▶ _EXTRACT_
━━━━━━━━━━
# So What Do You Think?



## Pr0GameFreak (Aug 23, 2011)

Lets get to what i use my computer for.. Internet, online gaming (starcraft2, diablo3) and that's about it..

Well i think about it everyday. I want to upgrade my CPU and MoBo. Now here are two CPUs i was looking at:

Newegg.com - AMD Phenom II X4 965 Black Edition Deneb 3.4GHz 4 x 512KB L2 Cache 6MB L3 Cache Socket AM3 125W Quad-Core Processor HDZ965FBGMBOX

Newegg.com - AMD Phenom II X6 1090T Black Edition Thuban 3.2GHz 6 x 512KB L2 Cache 6MB L3 Cache Socket AM3 125W Six-Core Desktop Processor HDT90ZFBGRBOX

I think i am leaning more towards the first one because it is cheaper and i heard its not really needed to have a six-core processor right now.

As for a MoBo i was looking into:

Newegg.com - ASUS M4A89GTD PRO/USB3 AM3 AMD 890GX HDMI SATA 6Gb/s USB 3.0 ATX AMD Motherboard

Newegg.com - GIGABYTE GA-880GA-UD3H AM3 AMD 880G HDMI SATA 6Gb/s USB 3.0 ATX AMD Motherboard

Newegg.com - GIGABYTE GA-970A-UD3 AM3+ AMD 970 SATA 6Gb/s USB 3.0 ATX AMD Motherboard
(Was recommended this item by someone)
━━━━━━━━━━
▶ _ITEMS_
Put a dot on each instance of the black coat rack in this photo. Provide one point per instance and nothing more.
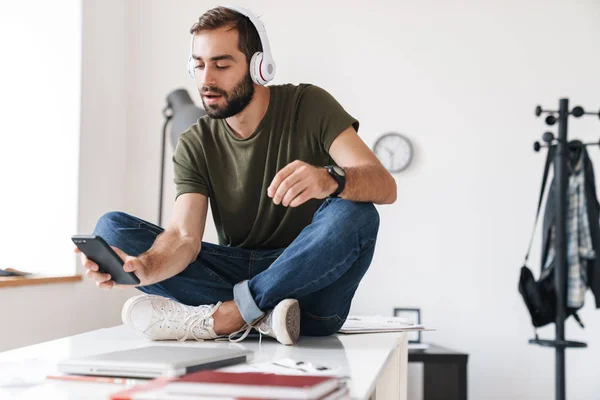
(560, 277)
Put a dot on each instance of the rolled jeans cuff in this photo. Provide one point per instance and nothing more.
(246, 304)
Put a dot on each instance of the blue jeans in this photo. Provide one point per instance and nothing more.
(321, 268)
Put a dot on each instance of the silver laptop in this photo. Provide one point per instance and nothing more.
(153, 361)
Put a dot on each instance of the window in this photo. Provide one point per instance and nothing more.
(40, 76)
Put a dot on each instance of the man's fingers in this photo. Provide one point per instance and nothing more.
(132, 264)
(281, 176)
(88, 264)
(98, 276)
(285, 186)
(301, 199)
(105, 285)
(293, 192)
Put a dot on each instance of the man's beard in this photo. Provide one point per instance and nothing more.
(235, 100)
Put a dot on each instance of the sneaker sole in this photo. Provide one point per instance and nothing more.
(127, 320)
(288, 313)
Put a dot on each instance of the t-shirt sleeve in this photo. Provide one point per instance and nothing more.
(322, 115)
(189, 169)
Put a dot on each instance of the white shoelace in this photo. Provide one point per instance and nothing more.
(195, 320)
(247, 328)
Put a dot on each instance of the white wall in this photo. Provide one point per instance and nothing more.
(461, 78)
(32, 314)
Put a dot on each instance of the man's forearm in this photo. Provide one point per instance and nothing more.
(369, 183)
(170, 254)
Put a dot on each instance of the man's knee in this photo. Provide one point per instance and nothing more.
(359, 215)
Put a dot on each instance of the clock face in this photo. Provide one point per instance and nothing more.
(394, 151)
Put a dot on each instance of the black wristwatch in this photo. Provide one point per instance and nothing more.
(339, 175)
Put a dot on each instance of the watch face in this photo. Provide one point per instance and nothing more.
(394, 151)
(339, 170)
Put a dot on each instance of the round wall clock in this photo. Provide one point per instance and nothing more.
(394, 151)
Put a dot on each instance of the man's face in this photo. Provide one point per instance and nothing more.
(222, 73)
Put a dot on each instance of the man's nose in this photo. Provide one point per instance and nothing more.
(207, 78)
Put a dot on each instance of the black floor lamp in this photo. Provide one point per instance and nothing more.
(183, 113)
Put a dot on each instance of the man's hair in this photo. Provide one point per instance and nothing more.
(248, 42)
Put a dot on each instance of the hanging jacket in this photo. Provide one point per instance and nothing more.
(583, 228)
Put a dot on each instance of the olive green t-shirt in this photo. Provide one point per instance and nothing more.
(301, 122)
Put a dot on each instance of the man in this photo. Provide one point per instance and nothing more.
(296, 231)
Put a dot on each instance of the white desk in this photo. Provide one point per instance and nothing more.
(375, 363)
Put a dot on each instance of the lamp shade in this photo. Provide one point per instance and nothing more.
(184, 113)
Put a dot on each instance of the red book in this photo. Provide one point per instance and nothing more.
(253, 385)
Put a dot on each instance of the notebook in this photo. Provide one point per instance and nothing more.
(253, 385)
(154, 361)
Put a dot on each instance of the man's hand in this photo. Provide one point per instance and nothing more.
(299, 182)
(131, 264)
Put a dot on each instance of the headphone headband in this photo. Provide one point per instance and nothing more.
(260, 28)
(262, 65)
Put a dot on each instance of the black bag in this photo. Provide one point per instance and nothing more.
(540, 296)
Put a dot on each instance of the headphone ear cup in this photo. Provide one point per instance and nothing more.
(255, 62)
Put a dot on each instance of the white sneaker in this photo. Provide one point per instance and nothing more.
(282, 322)
(160, 318)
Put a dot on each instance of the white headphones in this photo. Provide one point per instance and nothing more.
(262, 66)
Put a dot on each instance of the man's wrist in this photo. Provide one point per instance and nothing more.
(331, 184)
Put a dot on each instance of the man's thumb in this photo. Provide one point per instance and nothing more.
(128, 266)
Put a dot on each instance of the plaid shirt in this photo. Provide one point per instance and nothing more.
(579, 240)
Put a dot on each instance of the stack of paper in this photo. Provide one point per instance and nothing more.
(367, 324)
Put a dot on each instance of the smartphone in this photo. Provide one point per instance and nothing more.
(97, 250)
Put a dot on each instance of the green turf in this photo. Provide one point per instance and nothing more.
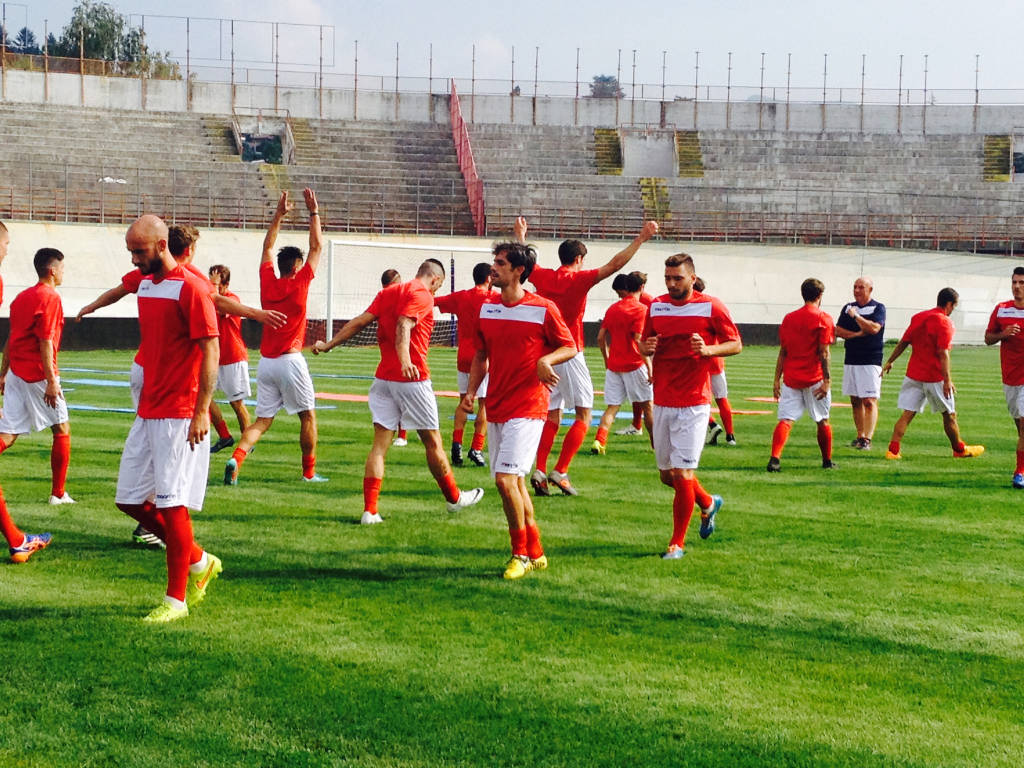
(867, 616)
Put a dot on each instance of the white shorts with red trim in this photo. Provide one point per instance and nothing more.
(574, 387)
(158, 464)
(512, 445)
(481, 391)
(409, 403)
(25, 410)
(632, 386)
(232, 380)
(913, 395)
(679, 435)
(793, 403)
(283, 383)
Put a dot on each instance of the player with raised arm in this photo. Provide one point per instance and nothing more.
(165, 462)
(567, 287)
(929, 378)
(283, 377)
(521, 339)
(466, 306)
(803, 375)
(684, 331)
(401, 392)
(627, 375)
(1005, 328)
(29, 376)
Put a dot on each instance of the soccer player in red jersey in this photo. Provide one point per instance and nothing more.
(29, 376)
(401, 391)
(521, 338)
(1005, 328)
(232, 376)
(929, 380)
(684, 331)
(627, 375)
(803, 376)
(466, 306)
(165, 462)
(283, 377)
(567, 287)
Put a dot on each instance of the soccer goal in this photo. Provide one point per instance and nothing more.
(353, 278)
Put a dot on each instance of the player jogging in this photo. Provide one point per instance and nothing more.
(1005, 328)
(283, 377)
(401, 391)
(567, 287)
(466, 306)
(165, 462)
(803, 376)
(29, 376)
(929, 379)
(520, 339)
(684, 330)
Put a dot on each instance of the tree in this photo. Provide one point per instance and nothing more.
(605, 86)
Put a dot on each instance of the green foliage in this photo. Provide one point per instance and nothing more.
(867, 617)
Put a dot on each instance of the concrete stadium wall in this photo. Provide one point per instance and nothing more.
(760, 284)
(219, 98)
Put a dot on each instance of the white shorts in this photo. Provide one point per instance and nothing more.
(283, 382)
(409, 403)
(1015, 400)
(159, 465)
(24, 408)
(914, 394)
(232, 380)
(719, 386)
(135, 383)
(481, 391)
(793, 403)
(512, 445)
(862, 381)
(574, 388)
(629, 387)
(679, 435)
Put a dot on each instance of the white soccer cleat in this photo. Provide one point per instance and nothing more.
(466, 499)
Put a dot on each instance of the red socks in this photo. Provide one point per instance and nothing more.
(371, 493)
(548, 435)
(778, 438)
(570, 445)
(59, 458)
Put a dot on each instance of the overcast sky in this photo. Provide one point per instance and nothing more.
(950, 32)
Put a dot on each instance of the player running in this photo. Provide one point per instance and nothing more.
(401, 391)
(466, 306)
(521, 339)
(567, 287)
(684, 331)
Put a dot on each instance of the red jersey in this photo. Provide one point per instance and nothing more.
━━━━━━━━━━
▶ _PROBLEMS TO WORK ON_
1. Identify each line of the listing that contains the string "soccer" and copy those lines. Case counts.
2. Write the next part of the forum thread about upgrading a CPU and motherboard, starting after its last line.

▶ _THE ANSWERS_
1.
Put a dot on each instance of the soccer player in red jersey in this photo. Provide one point per instance and nothing more.
Put a dot on each instance of the soccer goal in this photo. Provide one point per instance and nothing more.
Put a dot on each instance of the white soccer cleat in this photo. Provide one point per instance and nothing more.

2.
What i have in my computer now:

Newegg.com - Logitech S-220 17 Watts 2.1 Multimedia Speaker System - Speakers
Newegg.com - SAPPHIRE 100315L Radeon HD 6850 1GB 256-bit GDDR5 PCI Express 2.1 x16 HDCP Ready CrossFireX Support Video Card with Eyefinity
Newegg.com - CORSAIR Enthusiast Series TX650 V2 650W ATX12V v2.31/ EPS12V v2.92 80 PLUS BRONZE Certified Active PFC High Performance Power Supply

Now i posted these items because i know my motherboard has to have the ports for these items and what not.
So i am wondering what CPU and MoBo you guys recommend. For CPU i am most likely leaning towards the quad-core. But i would like you guys input on this. What MoBo is best, and if they are compatible for the items i already have and going to buy. In the near future i am looking forward to possibly buying a Sound Card, some more memory, a SDD, and other little stuff. I am going to stick with an AMD for CPU tho, cause intels are to expensive. Thanks for the help. Hopefully this is the right thread for this.. unless i should've posted this on the Building section.


----------



## Laxer (Dec 28, 2010)

I would go with the Quad core you suggested.... I actually own the Hex core you suggested and it is awesome but I only ever use its full potential when video rendering...

As for the mobo... You already have a graphics card so there is no need for onboard video...

soo... I would go with the last one....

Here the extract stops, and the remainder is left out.